(Available records begins)

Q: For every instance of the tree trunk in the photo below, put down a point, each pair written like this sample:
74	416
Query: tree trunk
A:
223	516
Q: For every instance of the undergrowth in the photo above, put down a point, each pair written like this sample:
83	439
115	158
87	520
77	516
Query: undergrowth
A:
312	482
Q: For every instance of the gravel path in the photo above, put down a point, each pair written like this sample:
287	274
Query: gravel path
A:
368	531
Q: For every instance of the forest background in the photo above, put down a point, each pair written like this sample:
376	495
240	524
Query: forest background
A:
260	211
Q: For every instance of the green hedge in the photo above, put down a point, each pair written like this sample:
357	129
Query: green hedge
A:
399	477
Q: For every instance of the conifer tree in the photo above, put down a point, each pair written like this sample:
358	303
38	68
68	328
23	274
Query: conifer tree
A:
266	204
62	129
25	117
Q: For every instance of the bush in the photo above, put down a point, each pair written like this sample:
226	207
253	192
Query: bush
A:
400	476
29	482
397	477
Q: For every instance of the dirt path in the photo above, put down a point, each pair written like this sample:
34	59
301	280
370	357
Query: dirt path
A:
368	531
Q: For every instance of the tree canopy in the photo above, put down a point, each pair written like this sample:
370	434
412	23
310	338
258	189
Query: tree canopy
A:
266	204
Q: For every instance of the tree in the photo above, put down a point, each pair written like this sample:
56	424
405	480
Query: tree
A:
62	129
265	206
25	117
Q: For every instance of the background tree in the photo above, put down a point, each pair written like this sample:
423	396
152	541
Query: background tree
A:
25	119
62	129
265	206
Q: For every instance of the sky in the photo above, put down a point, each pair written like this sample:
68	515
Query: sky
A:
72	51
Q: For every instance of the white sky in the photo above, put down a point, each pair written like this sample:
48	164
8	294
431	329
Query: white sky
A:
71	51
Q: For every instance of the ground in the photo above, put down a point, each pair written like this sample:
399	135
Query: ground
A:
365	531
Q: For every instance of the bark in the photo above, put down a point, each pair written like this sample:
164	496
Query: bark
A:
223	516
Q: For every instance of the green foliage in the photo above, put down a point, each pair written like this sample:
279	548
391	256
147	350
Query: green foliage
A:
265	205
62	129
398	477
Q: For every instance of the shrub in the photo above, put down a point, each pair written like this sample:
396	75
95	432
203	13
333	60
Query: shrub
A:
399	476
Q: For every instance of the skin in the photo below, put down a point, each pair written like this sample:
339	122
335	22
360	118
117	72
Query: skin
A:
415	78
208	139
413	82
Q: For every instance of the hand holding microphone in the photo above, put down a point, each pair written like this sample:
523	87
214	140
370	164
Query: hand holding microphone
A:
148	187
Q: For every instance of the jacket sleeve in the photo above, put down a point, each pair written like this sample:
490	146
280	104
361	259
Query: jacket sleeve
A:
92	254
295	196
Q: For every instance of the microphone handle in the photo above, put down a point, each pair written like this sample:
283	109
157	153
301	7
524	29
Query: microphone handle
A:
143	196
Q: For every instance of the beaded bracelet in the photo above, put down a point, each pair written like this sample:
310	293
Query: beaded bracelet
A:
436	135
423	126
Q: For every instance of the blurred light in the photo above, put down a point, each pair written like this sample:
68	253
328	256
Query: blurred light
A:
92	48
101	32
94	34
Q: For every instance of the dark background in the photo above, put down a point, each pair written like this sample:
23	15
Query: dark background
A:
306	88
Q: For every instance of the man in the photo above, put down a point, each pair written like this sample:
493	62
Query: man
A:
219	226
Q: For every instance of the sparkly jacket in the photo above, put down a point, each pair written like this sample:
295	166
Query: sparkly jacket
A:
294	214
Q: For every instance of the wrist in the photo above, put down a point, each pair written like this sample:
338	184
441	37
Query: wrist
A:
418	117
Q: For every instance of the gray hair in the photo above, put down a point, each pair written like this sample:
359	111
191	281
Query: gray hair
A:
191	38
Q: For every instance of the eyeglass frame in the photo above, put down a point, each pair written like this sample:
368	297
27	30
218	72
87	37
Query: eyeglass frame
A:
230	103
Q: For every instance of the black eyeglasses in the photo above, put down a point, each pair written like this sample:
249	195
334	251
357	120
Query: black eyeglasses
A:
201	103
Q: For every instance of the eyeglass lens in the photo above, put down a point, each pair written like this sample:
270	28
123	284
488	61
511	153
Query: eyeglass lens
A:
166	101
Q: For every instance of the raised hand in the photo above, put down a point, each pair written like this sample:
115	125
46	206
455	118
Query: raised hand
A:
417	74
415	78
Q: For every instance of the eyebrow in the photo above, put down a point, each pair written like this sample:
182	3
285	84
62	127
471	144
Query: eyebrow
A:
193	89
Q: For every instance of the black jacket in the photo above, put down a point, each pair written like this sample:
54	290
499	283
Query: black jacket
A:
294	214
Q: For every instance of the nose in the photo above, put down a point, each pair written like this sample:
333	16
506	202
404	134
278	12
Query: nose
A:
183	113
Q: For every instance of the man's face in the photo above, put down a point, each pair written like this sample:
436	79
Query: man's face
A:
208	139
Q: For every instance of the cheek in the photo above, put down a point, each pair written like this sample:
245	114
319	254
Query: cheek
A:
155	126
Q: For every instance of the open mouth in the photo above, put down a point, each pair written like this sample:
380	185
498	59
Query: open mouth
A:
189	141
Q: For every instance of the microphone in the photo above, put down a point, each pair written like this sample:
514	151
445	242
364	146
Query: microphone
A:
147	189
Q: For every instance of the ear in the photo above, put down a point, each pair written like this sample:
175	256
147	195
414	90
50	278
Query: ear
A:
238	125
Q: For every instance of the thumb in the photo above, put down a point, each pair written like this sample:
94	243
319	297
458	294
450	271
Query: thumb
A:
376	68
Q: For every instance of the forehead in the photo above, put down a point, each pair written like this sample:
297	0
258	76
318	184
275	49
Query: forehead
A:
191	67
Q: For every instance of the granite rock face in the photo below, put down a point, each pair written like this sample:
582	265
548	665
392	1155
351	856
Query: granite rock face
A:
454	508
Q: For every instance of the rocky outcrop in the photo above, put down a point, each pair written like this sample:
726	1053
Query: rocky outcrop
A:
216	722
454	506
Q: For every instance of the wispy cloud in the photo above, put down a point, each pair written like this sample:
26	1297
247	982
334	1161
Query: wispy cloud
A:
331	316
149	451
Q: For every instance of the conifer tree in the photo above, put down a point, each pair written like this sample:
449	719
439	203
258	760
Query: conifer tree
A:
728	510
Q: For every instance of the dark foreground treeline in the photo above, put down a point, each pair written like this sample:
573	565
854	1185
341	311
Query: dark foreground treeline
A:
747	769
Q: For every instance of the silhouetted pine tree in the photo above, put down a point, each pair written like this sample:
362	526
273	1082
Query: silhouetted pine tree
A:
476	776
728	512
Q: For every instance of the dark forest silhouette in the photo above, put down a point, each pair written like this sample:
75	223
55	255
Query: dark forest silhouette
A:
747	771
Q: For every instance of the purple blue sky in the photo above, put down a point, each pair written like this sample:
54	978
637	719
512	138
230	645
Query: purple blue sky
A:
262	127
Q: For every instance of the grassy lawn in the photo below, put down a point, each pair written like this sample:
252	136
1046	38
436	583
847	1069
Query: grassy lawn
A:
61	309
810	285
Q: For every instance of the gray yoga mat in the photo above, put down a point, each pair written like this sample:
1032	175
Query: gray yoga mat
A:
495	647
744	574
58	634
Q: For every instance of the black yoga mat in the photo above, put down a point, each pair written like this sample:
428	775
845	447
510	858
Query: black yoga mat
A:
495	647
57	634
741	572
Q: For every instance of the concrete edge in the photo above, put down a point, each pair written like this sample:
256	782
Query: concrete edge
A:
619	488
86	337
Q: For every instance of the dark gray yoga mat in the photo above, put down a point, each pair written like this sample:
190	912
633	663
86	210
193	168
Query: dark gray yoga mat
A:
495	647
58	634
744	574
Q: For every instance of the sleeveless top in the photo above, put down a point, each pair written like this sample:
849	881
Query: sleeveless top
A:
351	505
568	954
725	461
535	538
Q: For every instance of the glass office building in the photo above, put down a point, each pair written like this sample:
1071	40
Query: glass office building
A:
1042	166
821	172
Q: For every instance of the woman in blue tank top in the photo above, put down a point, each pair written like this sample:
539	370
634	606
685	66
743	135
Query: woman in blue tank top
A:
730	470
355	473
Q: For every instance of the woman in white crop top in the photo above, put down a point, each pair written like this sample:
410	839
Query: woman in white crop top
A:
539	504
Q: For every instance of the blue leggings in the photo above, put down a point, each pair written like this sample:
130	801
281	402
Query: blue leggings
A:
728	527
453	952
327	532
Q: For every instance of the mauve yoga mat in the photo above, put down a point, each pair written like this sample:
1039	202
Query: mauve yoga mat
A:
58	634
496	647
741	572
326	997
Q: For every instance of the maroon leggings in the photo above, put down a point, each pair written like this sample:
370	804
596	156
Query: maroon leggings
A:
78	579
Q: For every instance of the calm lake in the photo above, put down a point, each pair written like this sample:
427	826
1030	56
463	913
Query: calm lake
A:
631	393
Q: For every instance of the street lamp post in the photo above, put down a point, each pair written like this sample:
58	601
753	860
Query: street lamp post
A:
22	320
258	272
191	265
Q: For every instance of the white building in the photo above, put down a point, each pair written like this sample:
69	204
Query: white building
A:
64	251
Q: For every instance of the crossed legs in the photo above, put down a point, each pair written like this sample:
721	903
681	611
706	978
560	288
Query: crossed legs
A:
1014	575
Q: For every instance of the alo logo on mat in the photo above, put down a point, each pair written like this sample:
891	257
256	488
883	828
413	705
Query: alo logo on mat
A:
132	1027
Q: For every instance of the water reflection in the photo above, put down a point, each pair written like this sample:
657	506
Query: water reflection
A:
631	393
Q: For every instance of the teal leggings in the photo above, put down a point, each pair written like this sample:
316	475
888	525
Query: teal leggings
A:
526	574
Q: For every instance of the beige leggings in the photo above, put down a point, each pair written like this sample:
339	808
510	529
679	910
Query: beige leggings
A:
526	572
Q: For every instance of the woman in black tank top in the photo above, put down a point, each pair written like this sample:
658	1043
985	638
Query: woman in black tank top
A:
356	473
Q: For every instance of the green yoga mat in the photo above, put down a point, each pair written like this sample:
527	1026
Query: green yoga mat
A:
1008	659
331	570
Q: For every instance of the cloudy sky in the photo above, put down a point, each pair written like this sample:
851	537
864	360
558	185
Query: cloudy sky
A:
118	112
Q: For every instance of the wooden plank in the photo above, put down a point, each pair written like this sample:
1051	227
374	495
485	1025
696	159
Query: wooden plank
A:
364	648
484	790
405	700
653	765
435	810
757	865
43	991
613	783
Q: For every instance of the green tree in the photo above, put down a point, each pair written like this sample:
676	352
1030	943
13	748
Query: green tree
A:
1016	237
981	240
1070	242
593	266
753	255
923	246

(Available records ends)

### What the task requires
Collect the complete line wherever the string "holding" appears in the records.

### Result of the task
Q: For every instance of the hand holding microphone in the photo above, put down a point, each pair written like this sample:
Query: hand holding microphone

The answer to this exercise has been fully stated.